■ Testo fornito:
Pochi passi più avanti, all’altezza di una piccola edicola rotonda conosciuta come cappella del Cardinale Reginald Pole, girate a sinistra imboccando via della Caffarella, in direzione del monumento sepolcrale di Annia Regilla. Diversi studiosi affermano che Erode Attico, filosofo e letterato, fece erigere questo cenotafio in ricordo della moglie, defunta nell’anno 160 d.C.: è uno dei tanti e splendidi monumenti funerari sparsi nella rigogliosa vegetazione che contorna il paesaggio dell’Appia Antica.
Catacombe di Domitilla
A proposito di tombe millenarie, la via Appia Antica ospita tra i complessi sepolcrali paleocristiani tra i più conosciuti al mondo. A differenza delle religioni pagane, che ordinavano la cremazione dei defunti, il cristianesimo impose la pratica di seppellire i corpi per preservarli in vista del loro passaggio a miglior vita. È per questo motivo che nelle periferie cittadine, fin dai tempi delle persecuzioni cristiane, si iniziarono a scavare segretamente cunicoli e stanze sotterranee che avrebbero accolto i corpi dei fedeli.

■ Compito A: Per favore, riscrivi come elenco numerato le righe dei dati di localizzazione degli oggetti, dall'inizio fino a quella che contiene "x=555, y=129", entrambe incluse. Ometti le righe vuote e le immagini.

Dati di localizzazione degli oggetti
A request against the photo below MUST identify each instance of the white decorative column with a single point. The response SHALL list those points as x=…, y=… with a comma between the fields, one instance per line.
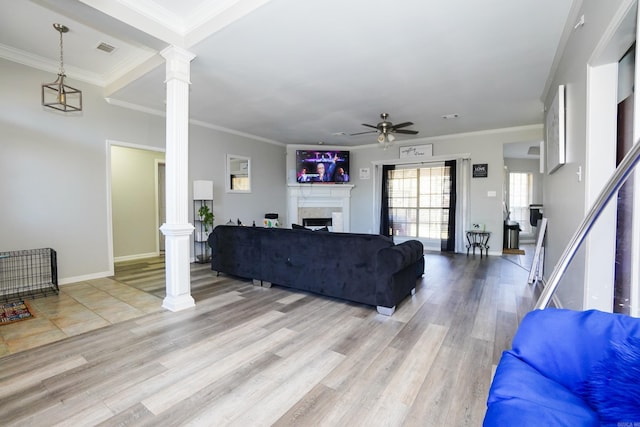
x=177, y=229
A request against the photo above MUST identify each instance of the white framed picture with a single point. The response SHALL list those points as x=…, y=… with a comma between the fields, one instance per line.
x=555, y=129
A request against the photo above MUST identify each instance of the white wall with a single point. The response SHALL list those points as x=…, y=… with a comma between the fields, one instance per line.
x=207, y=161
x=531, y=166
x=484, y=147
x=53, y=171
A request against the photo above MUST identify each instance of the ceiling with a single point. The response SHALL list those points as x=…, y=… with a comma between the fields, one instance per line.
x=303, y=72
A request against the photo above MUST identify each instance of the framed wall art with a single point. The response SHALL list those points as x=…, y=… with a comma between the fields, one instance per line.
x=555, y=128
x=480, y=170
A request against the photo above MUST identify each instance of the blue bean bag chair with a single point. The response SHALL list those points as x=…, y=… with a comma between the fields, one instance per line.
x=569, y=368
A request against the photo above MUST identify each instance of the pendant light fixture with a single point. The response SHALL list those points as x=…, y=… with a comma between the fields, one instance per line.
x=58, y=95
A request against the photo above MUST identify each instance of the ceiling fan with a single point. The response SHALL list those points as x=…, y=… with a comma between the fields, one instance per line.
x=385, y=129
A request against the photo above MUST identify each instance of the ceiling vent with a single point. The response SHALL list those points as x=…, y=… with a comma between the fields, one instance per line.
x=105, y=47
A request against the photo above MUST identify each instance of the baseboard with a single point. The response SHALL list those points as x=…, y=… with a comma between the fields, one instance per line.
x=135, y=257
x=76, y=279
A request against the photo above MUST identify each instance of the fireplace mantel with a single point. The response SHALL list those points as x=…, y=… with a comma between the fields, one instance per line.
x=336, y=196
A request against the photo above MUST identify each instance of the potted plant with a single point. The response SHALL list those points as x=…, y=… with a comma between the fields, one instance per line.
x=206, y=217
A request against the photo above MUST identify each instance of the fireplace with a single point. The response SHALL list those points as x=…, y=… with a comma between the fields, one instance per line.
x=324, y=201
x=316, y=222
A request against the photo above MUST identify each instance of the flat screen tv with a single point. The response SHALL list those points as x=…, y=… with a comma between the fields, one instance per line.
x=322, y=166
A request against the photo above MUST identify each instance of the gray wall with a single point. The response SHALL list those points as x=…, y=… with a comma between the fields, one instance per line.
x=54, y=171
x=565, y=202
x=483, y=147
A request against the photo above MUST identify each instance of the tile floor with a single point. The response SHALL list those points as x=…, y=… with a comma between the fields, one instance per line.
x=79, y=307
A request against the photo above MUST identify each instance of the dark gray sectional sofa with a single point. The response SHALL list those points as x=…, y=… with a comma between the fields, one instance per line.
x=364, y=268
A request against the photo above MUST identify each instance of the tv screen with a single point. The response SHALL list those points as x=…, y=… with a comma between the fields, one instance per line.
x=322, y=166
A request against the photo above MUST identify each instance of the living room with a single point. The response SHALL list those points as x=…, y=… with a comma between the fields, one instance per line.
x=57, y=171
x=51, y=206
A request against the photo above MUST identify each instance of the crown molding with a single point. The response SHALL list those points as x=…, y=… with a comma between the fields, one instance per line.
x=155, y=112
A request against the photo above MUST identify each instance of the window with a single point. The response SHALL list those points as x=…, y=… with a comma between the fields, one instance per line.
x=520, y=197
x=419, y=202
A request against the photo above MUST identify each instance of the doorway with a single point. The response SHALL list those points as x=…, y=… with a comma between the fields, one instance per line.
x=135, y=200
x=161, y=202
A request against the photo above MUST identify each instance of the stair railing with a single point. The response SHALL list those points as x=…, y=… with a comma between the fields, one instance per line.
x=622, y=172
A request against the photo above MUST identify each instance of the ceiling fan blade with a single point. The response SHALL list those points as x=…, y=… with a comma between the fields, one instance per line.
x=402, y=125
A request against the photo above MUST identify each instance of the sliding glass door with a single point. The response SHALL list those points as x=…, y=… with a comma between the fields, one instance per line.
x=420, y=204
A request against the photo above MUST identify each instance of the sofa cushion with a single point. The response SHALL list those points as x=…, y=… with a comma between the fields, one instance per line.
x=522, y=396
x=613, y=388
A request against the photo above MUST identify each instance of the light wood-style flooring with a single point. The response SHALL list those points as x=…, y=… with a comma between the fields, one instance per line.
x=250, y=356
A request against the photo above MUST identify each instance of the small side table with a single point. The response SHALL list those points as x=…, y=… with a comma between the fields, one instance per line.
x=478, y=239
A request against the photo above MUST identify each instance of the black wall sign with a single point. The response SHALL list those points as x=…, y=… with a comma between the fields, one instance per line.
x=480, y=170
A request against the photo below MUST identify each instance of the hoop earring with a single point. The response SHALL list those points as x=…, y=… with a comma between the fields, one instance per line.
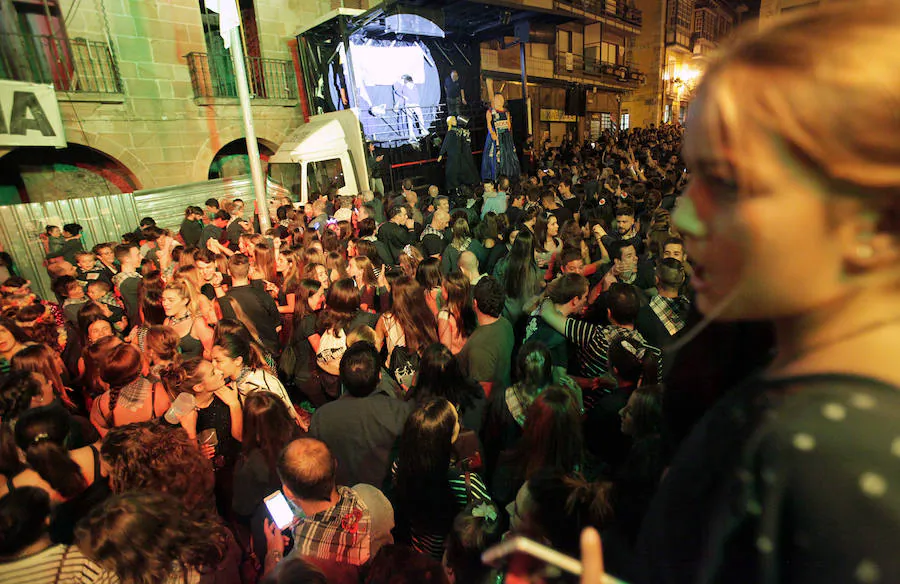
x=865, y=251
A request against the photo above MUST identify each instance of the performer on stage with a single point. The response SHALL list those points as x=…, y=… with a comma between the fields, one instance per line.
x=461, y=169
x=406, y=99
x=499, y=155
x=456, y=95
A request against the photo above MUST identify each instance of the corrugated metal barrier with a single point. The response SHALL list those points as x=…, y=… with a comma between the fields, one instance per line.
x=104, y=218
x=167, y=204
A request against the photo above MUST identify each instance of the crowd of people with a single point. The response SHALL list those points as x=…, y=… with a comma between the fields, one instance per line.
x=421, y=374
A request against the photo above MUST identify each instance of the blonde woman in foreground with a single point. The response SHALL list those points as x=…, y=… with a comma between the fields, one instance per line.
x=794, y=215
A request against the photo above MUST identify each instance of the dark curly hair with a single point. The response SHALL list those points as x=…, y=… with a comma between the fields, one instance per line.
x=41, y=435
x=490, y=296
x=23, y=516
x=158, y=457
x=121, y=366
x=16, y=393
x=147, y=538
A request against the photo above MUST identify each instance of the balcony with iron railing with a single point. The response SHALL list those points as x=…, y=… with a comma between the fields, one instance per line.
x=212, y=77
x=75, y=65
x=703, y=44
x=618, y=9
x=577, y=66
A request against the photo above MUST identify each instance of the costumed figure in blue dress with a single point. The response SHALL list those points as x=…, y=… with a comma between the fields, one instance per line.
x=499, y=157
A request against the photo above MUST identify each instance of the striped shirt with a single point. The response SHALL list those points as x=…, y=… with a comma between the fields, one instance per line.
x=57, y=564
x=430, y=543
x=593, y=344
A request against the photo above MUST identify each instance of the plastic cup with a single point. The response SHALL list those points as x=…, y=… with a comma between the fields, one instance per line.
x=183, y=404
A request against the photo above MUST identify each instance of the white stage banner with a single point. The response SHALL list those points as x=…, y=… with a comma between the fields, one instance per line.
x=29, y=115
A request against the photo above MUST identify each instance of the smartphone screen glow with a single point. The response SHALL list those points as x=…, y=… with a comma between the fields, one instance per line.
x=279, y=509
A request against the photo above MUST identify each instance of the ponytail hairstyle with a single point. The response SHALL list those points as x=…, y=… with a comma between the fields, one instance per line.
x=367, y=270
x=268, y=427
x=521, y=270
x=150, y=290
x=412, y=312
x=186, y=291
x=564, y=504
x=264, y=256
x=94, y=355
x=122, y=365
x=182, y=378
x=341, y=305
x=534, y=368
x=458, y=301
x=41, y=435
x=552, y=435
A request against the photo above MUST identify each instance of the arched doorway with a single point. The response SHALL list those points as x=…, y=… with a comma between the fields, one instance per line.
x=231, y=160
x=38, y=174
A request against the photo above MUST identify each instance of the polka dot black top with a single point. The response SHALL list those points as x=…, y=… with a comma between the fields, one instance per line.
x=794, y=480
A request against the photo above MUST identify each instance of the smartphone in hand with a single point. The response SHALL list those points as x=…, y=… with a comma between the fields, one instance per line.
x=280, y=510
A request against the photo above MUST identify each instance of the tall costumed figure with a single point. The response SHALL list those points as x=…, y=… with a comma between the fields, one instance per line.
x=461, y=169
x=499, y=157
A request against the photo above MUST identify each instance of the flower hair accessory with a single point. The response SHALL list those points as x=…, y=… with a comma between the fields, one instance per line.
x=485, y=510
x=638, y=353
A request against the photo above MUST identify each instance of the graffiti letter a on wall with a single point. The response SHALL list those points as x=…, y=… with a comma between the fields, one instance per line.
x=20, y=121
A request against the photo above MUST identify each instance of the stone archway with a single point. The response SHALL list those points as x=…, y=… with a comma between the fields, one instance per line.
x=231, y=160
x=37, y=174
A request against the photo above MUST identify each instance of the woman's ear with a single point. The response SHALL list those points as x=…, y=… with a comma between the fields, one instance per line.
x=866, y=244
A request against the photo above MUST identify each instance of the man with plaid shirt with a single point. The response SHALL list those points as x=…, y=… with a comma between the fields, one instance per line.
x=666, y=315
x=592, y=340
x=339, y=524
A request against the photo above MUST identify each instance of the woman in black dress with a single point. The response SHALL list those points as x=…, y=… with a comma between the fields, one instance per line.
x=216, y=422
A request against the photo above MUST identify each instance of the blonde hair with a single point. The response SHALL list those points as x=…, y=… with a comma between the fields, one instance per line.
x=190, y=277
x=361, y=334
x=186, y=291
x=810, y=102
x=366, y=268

■ Compito B: Prosegui il testo sull'Appia Antica dal punto in cui si ferma.

■ Risultato A:
1. A request against the photo below MUST identify each instance of the white decorative column with a single point. The response SHALL list those points as x=…, y=… with a comma between the fields, one instance per line.
2. x=177, y=229
3. A request against the photo above MUST identify each instance of the white framed picture with a single point. The response SHALL list those points as x=…, y=… with a comma between the fields, one instance per line.
4. x=555, y=129

■ Risultato B:
Lungo via delle Sette Chiese, leggermente spostata verso ovest, potrete visitare le catacombe di Domitilla. La donna che dà il nome al complesso era nipote dell’imperatore Vespasiano nonché prima possidente di quest’area agricola dove, tra il III e il V secolo d.C., i membri delle prime comunità cristiane costruirono circa 12 chilometri di gallerie sotterranee. Splendidi affreschi abbelliscono i muri delle stanze sepolcrali; un’intera basilica, scavata sotto i pini romani, ricorda inoltre la sepoltura dei santi Nereo e Achilleo, martiri delle persecuzioni ordinate dall’imperatore Diocleziano.
Pochi passi vi separano dall’accesso di un altro grande complesso sepolcrale, quello delle catacombe di S. Callisto. Dopo la costruzione al termine del II secolo d.C., questo complesso fu scelto come cimitero ufficiale dal sedicesimo vescovo di Roma, papa Callisto I. Un’immensa sequenza di cripte e cunicoli formano l’immagine di una vera e propria città sotterranea, che accolse per secoli i corpi di pontefici e martiri della prima Chiesa romana.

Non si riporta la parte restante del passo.